▶ **Using the information**
a. In the panel paper abstract on unemployment insurance extensions and disability insurance, where was the session held?
b. The panel paper abstract on unemployment insurance extensions and disability insurance describes how extending UI benefits can ease concerns about the efficiency of the SSDI program. List every mechanism it gives.
c. Carry on writing the abstract on unemployment insurance extensions and disability insurance applications, starting after its last sentence.

▶ **Page extract**
**********

Panel Paper: The Impact of Unemployment Insurance Extensions On Disability Insurance Application and Allowance Rates

Friday, November 9, 2012 : 1:40 PM
Baltimore Theatre (Radisson Plaza Lord Baltimore Hotel)

*Names in bold indicate Presenter

Matthew S. Rutledge, Boston College


The Great Recession of 2007-2009, like the previous four recessions, prompted the federal government to extend the duration of unemployment insurance (UI) benefits nationwide.  At the same time, Social Security Disability Insurance (SSDI) applications skyrocketed from already record-high levels.  Both programs provide disincentives to job seekers: research has shown that UI reduces job search effort, while SSDI applications fluctuate with the macroeconomy, sparking concerns that it is being used as supplemental unemployment insurance.  But the extension of UI benefits can ameliorate concerns about the efficiency of the SSDI program.  Potential disability applicants may delay applications until they exhaust their extended UI benefits.  When this occurs, costs are transferred from the depleted SSDI Trust Fund to more fungible general revenues.  In addition, some applicants who delayed disability filing might find jobs, reducing the long-term costs of the program.

**********

▶ **Dataset entries**
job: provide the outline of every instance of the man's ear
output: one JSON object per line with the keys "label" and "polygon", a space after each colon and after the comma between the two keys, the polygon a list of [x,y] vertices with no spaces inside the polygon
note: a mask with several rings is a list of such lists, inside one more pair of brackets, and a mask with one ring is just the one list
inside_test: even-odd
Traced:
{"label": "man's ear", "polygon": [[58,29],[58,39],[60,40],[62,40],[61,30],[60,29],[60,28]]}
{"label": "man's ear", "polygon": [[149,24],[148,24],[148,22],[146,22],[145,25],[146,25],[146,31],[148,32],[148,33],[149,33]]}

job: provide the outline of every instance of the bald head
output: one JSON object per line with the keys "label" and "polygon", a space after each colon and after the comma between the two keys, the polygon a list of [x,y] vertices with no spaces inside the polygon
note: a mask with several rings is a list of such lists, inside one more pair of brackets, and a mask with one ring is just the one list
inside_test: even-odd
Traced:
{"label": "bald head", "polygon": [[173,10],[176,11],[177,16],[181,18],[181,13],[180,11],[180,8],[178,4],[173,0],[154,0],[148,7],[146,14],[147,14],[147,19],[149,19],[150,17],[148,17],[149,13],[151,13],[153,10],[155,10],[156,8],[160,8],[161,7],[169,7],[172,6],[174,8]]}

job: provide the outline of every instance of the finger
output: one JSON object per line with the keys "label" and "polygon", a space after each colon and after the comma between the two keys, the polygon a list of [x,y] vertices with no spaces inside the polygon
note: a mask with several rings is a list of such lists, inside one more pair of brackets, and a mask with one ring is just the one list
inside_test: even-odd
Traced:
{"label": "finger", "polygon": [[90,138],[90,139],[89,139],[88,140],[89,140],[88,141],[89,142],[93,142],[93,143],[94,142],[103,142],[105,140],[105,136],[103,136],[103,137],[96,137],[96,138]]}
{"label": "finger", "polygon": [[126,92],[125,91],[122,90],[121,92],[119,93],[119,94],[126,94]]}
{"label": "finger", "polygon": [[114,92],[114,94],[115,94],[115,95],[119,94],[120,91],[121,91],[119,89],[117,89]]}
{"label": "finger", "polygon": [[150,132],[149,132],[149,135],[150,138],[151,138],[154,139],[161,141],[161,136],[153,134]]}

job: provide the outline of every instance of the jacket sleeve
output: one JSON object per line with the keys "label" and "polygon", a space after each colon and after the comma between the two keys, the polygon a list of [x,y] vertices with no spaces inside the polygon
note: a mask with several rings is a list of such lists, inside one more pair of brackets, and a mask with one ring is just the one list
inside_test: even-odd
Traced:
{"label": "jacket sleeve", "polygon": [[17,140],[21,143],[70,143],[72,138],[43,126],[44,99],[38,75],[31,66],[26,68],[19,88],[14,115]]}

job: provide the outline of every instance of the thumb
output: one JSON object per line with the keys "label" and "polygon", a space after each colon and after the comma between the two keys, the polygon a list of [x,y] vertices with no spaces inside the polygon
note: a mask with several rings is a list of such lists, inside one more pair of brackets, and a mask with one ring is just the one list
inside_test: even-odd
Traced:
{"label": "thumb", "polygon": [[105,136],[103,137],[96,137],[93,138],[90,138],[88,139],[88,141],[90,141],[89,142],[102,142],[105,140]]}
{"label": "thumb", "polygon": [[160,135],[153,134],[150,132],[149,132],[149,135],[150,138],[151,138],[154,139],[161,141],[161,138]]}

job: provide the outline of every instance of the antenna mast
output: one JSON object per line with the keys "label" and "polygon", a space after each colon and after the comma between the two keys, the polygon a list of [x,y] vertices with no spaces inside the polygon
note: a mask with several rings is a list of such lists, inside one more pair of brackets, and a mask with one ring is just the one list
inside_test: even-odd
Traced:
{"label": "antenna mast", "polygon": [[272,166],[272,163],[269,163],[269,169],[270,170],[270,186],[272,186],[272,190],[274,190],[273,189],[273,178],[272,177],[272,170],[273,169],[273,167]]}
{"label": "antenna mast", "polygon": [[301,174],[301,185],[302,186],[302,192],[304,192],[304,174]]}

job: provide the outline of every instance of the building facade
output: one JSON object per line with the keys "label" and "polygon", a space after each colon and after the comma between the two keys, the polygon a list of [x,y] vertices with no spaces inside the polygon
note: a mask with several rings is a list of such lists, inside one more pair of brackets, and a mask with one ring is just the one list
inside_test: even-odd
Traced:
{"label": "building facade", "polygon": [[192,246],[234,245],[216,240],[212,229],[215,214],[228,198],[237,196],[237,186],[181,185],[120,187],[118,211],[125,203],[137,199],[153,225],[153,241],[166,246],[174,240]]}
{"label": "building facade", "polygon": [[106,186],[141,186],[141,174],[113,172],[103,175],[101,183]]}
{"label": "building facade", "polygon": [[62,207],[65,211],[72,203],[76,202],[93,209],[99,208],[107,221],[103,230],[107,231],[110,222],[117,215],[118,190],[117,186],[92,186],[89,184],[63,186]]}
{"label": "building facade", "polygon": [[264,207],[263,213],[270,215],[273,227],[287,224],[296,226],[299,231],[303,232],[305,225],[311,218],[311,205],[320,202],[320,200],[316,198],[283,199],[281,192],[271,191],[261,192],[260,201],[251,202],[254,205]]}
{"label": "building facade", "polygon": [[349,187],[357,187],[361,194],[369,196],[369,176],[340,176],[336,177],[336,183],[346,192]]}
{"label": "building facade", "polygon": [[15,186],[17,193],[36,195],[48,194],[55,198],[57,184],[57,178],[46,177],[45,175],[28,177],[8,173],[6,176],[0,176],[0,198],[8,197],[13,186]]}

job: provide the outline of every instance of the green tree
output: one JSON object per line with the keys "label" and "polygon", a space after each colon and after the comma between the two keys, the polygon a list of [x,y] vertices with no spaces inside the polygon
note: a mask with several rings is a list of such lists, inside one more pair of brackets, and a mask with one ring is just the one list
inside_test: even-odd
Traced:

**********

▶ **Answers for the tasks**
a. The session was held in the Baltimore Theatre at the Radisson Plaza Lord Baltimore Hotel.

b.
- Potential disability applicants may delay their applications until they exhaust their extended UI benefits.
- When this happens, costs shift from the depleted SSDI Trust Fund to more fungible general revenues.
- Some applicants who delayed filing for disability might find jobs, which reduces the program's long-term costs.

c.
This paper, the first to focus on the effect of UI extensions on disability applications, investigates the conditions under which greater availability of unemployment insurance, in general, and extended UI benefits, in particular, delay disability applications and change the composition of the pool of remaining appli­cants.  This research exploits extensions in UI duration to estimate whether UI eligibil­ity, extension, and exhaustion affect individual workers’ hazard to SSDI application, using the Survey of Income and Program Participation (SIPP) Gold Standard File, which links job loss data from the SIPP household survey to disability application and earnings information from the Social Security Administration’s (SSA) administrative records.  State-level regressions of SSDI application and allow­ance rates pro­vide additional evidence of whether UI extensions affect the size and composition of the SSDI applicant pool.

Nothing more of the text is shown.